(begin)

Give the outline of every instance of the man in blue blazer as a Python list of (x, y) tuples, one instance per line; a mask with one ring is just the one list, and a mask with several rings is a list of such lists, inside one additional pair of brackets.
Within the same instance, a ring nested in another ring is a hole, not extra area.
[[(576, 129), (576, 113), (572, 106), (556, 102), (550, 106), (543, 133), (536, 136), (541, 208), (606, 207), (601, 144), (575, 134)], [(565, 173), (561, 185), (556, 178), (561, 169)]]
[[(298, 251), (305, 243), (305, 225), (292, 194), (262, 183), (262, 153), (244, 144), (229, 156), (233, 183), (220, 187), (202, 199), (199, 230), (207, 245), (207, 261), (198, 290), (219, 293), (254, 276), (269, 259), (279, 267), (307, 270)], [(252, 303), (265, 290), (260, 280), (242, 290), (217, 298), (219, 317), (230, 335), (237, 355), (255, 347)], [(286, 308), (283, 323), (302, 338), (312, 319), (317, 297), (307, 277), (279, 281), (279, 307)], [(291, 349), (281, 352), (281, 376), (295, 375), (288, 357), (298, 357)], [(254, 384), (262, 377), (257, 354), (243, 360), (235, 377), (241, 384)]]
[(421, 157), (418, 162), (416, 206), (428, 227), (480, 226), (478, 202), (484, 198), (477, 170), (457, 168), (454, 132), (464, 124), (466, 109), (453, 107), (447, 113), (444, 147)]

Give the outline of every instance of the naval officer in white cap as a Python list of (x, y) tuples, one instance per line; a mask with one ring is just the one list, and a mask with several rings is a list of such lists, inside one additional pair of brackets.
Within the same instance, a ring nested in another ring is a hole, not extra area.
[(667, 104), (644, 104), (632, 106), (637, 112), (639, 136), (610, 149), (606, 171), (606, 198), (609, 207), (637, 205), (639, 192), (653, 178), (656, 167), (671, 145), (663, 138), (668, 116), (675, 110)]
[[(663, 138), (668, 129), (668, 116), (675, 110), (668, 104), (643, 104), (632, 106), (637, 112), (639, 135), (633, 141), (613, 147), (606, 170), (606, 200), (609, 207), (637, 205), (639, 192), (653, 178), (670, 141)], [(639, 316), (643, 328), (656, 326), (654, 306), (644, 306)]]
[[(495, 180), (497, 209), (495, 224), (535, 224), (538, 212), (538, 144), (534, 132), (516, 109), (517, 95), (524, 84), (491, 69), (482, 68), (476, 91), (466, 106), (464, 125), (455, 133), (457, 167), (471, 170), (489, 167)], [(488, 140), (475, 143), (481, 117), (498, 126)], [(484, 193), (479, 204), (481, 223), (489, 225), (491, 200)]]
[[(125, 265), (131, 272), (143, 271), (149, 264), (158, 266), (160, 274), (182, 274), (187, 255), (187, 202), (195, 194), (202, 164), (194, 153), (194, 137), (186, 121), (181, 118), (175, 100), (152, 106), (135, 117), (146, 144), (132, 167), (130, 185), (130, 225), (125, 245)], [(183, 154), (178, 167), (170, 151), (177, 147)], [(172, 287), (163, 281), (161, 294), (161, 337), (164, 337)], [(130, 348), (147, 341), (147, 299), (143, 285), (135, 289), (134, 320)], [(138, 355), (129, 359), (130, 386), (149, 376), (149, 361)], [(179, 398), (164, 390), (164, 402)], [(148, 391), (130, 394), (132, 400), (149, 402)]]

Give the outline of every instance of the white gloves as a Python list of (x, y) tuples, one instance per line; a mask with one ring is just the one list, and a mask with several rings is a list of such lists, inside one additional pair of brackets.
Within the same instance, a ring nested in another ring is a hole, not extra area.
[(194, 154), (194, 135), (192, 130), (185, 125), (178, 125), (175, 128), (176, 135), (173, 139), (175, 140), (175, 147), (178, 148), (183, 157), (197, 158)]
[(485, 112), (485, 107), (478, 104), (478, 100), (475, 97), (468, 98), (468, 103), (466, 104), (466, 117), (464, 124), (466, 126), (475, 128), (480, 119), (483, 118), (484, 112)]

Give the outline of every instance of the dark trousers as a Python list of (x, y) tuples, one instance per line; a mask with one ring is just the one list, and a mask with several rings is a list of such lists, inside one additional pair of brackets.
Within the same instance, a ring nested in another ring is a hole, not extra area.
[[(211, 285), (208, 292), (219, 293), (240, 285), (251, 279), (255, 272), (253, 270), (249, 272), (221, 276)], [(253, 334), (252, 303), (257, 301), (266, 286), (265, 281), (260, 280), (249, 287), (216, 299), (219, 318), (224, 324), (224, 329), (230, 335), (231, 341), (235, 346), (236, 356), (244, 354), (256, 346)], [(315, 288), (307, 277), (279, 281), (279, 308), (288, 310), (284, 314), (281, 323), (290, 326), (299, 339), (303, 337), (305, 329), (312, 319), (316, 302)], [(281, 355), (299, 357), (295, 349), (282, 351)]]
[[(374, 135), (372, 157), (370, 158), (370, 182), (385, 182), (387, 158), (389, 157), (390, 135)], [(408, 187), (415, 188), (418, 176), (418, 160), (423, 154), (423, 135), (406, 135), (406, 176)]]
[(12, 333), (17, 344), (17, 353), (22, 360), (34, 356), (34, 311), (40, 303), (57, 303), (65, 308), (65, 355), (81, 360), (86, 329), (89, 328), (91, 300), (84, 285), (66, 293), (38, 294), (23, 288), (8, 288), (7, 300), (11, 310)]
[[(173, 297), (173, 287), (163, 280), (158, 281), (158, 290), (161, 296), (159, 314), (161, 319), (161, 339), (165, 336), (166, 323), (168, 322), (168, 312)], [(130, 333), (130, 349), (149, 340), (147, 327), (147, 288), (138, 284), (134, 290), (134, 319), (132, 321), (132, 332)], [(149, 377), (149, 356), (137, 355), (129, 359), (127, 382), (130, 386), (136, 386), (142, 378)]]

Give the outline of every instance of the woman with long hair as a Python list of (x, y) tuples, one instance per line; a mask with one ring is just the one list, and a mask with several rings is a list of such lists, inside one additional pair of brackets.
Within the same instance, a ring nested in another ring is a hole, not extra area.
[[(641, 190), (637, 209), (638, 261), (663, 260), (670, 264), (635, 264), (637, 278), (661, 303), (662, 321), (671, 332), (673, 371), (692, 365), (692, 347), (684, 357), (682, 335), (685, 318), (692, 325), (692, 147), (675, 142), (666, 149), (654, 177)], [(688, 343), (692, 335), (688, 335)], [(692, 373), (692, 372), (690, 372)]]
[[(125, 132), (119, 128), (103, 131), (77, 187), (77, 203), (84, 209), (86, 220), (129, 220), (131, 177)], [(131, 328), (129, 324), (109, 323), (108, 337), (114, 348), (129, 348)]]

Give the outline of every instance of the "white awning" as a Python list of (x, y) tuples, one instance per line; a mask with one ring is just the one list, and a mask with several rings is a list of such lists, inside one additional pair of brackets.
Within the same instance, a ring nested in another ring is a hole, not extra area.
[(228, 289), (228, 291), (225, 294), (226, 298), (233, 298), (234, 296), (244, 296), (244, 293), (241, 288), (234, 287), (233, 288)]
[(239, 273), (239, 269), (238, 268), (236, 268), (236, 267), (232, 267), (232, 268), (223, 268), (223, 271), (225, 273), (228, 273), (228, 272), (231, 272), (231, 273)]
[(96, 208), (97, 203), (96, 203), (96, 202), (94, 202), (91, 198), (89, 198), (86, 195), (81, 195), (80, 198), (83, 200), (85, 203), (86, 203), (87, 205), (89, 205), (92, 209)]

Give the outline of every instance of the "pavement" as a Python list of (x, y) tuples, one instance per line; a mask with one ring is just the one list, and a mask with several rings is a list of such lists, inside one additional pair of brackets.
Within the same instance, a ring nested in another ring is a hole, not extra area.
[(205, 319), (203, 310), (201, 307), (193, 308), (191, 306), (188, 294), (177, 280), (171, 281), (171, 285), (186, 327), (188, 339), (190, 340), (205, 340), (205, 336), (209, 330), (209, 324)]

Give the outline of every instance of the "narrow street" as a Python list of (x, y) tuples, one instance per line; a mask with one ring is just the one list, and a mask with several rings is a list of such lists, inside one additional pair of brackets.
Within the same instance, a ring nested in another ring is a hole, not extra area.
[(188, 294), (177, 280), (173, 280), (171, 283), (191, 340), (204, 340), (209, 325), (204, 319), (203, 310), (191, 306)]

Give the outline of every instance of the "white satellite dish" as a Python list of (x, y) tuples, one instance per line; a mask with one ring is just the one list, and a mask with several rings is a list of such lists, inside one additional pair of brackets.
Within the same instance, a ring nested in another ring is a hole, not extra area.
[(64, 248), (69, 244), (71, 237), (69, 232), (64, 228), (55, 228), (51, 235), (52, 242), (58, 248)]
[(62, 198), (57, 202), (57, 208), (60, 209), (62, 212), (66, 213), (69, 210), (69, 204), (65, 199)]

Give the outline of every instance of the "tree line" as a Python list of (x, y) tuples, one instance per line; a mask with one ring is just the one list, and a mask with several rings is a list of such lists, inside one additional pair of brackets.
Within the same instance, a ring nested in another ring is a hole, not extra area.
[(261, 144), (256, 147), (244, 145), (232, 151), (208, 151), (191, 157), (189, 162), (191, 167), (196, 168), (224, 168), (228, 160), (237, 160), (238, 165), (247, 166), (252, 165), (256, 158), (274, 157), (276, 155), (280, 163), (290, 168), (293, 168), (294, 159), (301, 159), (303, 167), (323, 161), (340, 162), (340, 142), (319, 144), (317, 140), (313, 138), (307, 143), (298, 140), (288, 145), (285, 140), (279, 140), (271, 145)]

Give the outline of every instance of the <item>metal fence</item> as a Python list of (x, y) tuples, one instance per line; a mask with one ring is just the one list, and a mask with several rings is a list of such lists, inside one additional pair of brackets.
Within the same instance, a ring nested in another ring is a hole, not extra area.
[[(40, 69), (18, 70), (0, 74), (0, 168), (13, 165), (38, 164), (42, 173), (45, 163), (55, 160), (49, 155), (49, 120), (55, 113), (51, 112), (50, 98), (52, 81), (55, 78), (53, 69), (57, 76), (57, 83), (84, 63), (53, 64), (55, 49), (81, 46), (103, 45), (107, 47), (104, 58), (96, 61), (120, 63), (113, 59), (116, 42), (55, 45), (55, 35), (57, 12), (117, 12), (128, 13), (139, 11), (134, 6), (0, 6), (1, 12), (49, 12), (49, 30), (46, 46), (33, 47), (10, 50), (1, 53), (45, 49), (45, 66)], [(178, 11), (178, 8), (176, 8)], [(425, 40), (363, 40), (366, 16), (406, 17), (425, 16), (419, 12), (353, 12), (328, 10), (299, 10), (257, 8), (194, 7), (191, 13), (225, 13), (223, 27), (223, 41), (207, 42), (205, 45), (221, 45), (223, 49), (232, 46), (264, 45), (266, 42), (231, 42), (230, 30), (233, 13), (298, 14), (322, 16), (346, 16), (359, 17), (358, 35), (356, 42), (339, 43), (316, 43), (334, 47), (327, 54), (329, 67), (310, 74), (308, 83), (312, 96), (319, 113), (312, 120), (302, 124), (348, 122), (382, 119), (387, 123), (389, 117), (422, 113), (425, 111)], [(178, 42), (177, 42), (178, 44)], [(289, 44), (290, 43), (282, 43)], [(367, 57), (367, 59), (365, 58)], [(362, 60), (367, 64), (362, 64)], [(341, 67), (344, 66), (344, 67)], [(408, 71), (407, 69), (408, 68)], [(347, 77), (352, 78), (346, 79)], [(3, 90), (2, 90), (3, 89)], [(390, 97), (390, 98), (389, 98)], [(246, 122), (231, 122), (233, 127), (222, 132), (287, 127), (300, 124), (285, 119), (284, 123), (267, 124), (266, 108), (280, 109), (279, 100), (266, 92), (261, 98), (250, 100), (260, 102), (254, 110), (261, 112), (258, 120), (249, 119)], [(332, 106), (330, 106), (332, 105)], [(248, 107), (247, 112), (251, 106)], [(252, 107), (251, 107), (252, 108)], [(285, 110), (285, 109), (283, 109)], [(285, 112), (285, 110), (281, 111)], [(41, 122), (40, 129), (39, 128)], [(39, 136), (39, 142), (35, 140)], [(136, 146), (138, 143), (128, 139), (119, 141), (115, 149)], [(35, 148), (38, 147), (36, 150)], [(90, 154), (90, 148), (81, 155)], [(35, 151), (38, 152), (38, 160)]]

(end)

WORK TO BE COMPLETED:
Copy out the records word for word, starting at the line that contains "Give the outline of every instance of the woman" and ending after the line that contains "205), (92, 209)]", with both of those lines included.

SOLUTION TO THE EXERCISE:
Give the outline of every instance of the woman with long hair as a Python list of (x, y) tuples, one instance per line; a mask with one ring is just the one list, and a mask with several rings is a list of such lists, inside one additional pair of brackets.
Within the same instance, a ring nested in another ring is a hole, not extra area.
[[(641, 190), (637, 209), (638, 261), (663, 260), (670, 264), (635, 264), (637, 278), (661, 303), (662, 321), (671, 332), (673, 371), (692, 365), (692, 347), (684, 357), (682, 335), (685, 318), (692, 325), (692, 147), (675, 142), (666, 149), (654, 177)], [(688, 343), (692, 335), (688, 335)], [(692, 373), (692, 372), (690, 372)]]
[[(125, 132), (119, 128), (103, 131), (77, 187), (77, 203), (84, 209), (86, 220), (129, 220), (131, 177)], [(131, 328), (129, 324), (109, 323), (108, 337), (114, 348), (129, 348)]]

Give the outline of every instance of the "white awning" as a Python list of (x, y) tuples, one instance per line; a mask with one ring is just the one list, and a mask with several rings is a list of such lists, inside one additional pair of brackets.
Within the same instance, a ring nested in another ring is a hole, not extra area.
[(228, 289), (228, 291), (225, 294), (226, 298), (233, 298), (234, 296), (244, 296), (244, 293), (241, 288), (234, 287), (233, 288)]
[(239, 273), (239, 269), (238, 268), (236, 268), (236, 267), (232, 267), (232, 268), (223, 268), (223, 271), (225, 273), (228, 273), (228, 272), (231, 272), (231, 273)]
[(96, 208), (97, 203), (96, 203), (96, 202), (94, 202), (91, 198), (89, 198), (86, 195), (81, 195), (80, 198), (83, 200), (85, 203), (86, 203), (87, 205), (89, 205), (92, 209)]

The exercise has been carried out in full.